--- THE INPUT ---

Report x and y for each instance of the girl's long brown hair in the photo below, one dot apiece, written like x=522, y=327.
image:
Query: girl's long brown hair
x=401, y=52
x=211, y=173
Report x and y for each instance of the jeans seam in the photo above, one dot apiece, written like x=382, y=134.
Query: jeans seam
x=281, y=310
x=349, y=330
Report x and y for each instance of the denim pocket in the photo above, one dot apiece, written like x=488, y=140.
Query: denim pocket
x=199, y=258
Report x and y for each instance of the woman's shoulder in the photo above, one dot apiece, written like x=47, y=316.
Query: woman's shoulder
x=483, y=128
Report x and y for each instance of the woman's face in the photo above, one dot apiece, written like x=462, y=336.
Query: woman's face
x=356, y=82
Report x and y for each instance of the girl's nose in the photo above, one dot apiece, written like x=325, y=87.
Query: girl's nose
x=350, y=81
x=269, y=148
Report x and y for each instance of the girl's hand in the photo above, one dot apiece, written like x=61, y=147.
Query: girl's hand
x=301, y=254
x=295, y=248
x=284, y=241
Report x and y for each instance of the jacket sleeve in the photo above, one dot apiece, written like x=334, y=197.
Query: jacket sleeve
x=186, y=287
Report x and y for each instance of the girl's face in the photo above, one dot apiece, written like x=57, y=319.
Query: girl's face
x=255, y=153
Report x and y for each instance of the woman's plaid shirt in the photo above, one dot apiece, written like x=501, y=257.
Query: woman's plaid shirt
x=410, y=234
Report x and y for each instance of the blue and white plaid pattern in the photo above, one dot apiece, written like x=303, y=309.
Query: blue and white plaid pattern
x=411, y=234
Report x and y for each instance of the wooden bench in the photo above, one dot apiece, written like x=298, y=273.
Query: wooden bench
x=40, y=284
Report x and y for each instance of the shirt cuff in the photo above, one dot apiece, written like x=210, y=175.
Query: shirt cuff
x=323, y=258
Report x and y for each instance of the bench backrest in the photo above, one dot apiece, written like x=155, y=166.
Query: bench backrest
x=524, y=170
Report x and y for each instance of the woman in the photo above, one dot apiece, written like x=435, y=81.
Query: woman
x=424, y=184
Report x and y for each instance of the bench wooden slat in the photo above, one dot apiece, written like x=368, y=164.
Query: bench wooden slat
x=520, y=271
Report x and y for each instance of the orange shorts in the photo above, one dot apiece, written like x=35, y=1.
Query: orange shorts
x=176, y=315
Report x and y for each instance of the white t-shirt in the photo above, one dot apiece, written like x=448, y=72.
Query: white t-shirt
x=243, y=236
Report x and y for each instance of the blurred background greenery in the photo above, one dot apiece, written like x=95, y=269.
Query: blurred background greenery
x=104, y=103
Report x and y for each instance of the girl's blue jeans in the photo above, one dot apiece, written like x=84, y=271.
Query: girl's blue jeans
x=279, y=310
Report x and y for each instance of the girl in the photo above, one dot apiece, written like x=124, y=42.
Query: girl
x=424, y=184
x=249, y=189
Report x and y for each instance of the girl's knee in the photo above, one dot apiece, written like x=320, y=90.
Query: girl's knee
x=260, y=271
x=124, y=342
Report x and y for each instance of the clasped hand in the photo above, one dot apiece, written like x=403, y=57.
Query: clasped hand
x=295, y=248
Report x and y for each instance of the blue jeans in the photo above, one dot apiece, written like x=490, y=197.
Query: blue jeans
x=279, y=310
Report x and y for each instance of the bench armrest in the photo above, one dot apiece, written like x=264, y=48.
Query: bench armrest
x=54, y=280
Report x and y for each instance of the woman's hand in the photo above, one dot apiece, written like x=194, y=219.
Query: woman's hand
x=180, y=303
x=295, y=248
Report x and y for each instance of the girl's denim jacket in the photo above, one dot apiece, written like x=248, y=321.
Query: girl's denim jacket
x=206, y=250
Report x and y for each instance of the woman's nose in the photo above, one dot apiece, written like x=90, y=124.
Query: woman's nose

---

Would you write out the listing above exactly, in full?

Report x and y for each instance of the girl's long brown hair in the photo below, one dot apiece, written like x=522, y=327.
image:
Query: girl's long brown hair
x=401, y=52
x=211, y=173
Report x and y for each instance of the jeans seam in the photo above, one dot apiece, written like x=382, y=134.
Query: jeans seam
x=281, y=310
x=349, y=330
Report x and y for each instance of the denim pocket in the photo above, one dot apiece, written like x=488, y=140.
Query: denim pocket
x=199, y=258
Report x and y for each instance of the woman's shoulder in the photo above, one dot apiece, written like x=47, y=316.
Query: woman's shoulder
x=483, y=128
Report x and y for each instance of the woman's face in the photo above, one dot apiece, written like x=462, y=336.
Query: woman's face
x=356, y=82
Report x and y for each instance of the girl's nose in the photo above, one dot apiece, written like x=325, y=87.
Query: girl's nose
x=350, y=81
x=269, y=148
Report x and y for each instance of the girl's hand in the photo above, one dot apiece, written like x=61, y=147.
Query: girl's hand
x=301, y=254
x=295, y=248
x=284, y=241
Report x and y for each instance of the jacket sleeve in the photo above, one dot apiece, written like x=334, y=197.
Query: jacket sleeve
x=186, y=287
Report x and y for each instance of the girl's face in the photo above, one dot apiece, written like x=57, y=319.
Query: girl's face
x=255, y=153
Report x and y for each instance of the woman's plaid shirt in the photo above, one dot apiece, written like x=501, y=257.
Query: woman's plaid shirt
x=410, y=234
Report x and y for each instance of the blue and white plaid pattern in the photo above, one dot apiece, written like x=303, y=309.
Query: blue and white plaid pattern
x=411, y=234
Report x and y for each instance of the wooden bench in the photo above, one dot apiece, written like x=298, y=273.
Query: wooden bench
x=40, y=284
Report x and y for each instance of the shirt cuff in the photo above, one dot apiece, written like x=210, y=175.
Query: shirt cuff
x=323, y=258
Report x and y for each instance of the bench backrest in the photo above, one dot apiece, written like x=155, y=166.
Query: bench backrest
x=524, y=170
Report x and y for each instance of the woman in the photo above, one dot apiece, written like x=435, y=81.
Query: woman
x=424, y=184
Report x and y for each instance of the bench wooden slat in the photo above, one dot apiece, written like x=368, y=164.
Query: bench wooden slat
x=520, y=271
Report x and y for each instance of the orange shorts in the photo above, one dot apiece, written like x=35, y=1.
Query: orange shorts
x=176, y=315
Report x and y for each instance of the white t-shirt in the photo above, one dot apiece, written like x=448, y=72.
Query: white t-shirt
x=243, y=236
Report x and y for each instance of the blurred background greenery in the photo above, one dot apiece, written like x=95, y=269.
Query: blurred background greenery
x=104, y=103
Report x and y for each instance of the girl's blue jeans in the photo above, one dot apiece, written like x=84, y=271.
Query: girl's blue jeans
x=279, y=310
Report x and y for each instance of the girl in the photo above, one dot apiece, written like x=124, y=42.
Query: girl
x=424, y=184
x=249, y=189
Report x and y for each instance of the girl's knee in the photo above, one dot apiece, written like x=320, y=90.
Query: girl's knee
x=260, y=271
x=124, y=342
Report x and y for each instance of the clasped hand in the photo above, one dot apiece, written like x=403, y=57.
Query: clasped hand
x=295, y=248
Report x and y for each instance of the blue jeans in the photo above, one dot apiece, written like x=490, y=197.
Query: blue jeans
x=279, y=310
Report x and y for each instance of the bench armrest in the photo above, one dot apiece, written like x=264, y=48.
Query: bench armrest
x=54, y=280
Report x and y for each instance of the woman's hand in the photo above, one dot apiece, written like x=194, y=219.
Query: woman's hand
x=180, y=303
x=295, y=248
Report x and y for each instance of the girl's denim jacket in the photo above, one dot apiece, written like x=248, y=321.
Query: girl's denim jacket
x=206, y=250
Report x and y for each instance of the woman's nose in the photo above, one dot apiece, written like x=90, y=124.
Query: woman's nose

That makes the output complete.